■ TO DO:
Rewrite all the rows below, requests included, multiplying each pixel coordinate in the answers by 0.65 and rounding to whole numbers with halves rounded up, while leaving the requests and their format samples unchanged. Leave the pictures out of your answer.

Position identification records:
·····

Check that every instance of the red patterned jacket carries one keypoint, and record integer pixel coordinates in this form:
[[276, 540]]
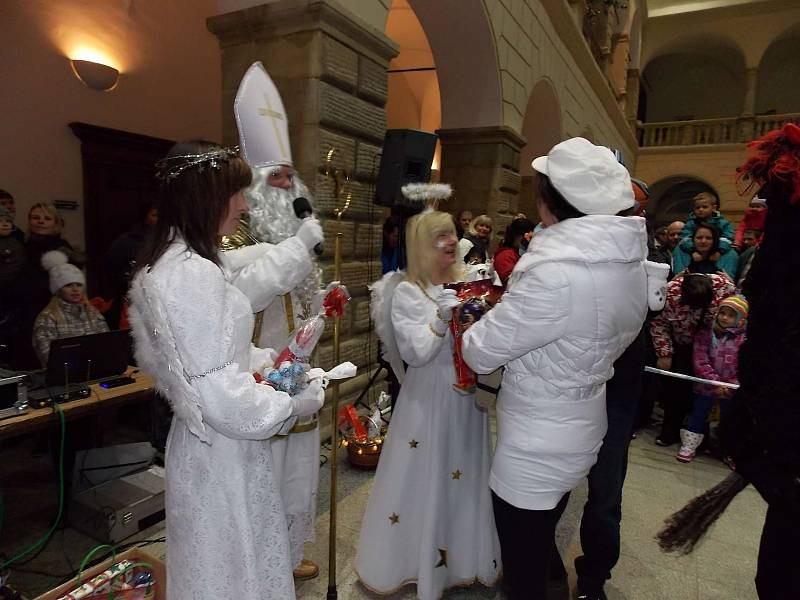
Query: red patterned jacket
[[677, 324]]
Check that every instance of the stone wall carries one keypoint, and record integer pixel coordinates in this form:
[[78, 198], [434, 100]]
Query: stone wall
[[715, 165], [539, 39], [330, 67]]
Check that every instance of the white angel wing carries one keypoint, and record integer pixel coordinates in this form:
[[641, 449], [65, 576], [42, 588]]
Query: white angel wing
[[156, 353], [381, 294]]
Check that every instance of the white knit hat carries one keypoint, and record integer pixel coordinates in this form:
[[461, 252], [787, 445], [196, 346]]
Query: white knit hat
[[589, 177], [61, 271]]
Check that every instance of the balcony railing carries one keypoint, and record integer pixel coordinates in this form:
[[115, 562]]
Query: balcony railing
[[733, 130]]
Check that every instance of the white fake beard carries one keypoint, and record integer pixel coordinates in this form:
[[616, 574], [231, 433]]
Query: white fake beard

·····

■ SOLUTION FOR THIS EXERCISE:
Check that every instance of the red patterned jacket carries one keypoint, and record integer pixel coordinates in this form:
[[276, 540]]
Query: red patterned jacket
[[440, 211]]
Check that every instance of the stone wall carries one keypoint, and record integer pixel coordinates in this form:
[[78, 198], [434, 100]]
Query: stone wall
[[465, 107], [350, 25], [215, 44]]
Check that every instance of the white angel wing carries one keypoint, and record integer pixel coordinates in this form:
[[641, 449], [65, 576], [42, 588]]
Query: white angel wing
[[101, 229], [248, 191]]
Check that every instance of the white knit hat carries one keypoint, and record integer pixel coordinates in this form:
[[461, 252], [787, 445], [196, 346]]
Query: white knit hat
[[383, 115], [40, 176]]
Check that every instance of the balcony railing carries one keypoint, and record integer pixel coordinates in this form:
[[115, 562]]
Query: balcony railing
[[476, 85]]
Check that every instance of the white fake beard carries one keypoint, and record integer pixel coordinates in this form:
[[616, 574], [231, 433]]
Query: white fake beard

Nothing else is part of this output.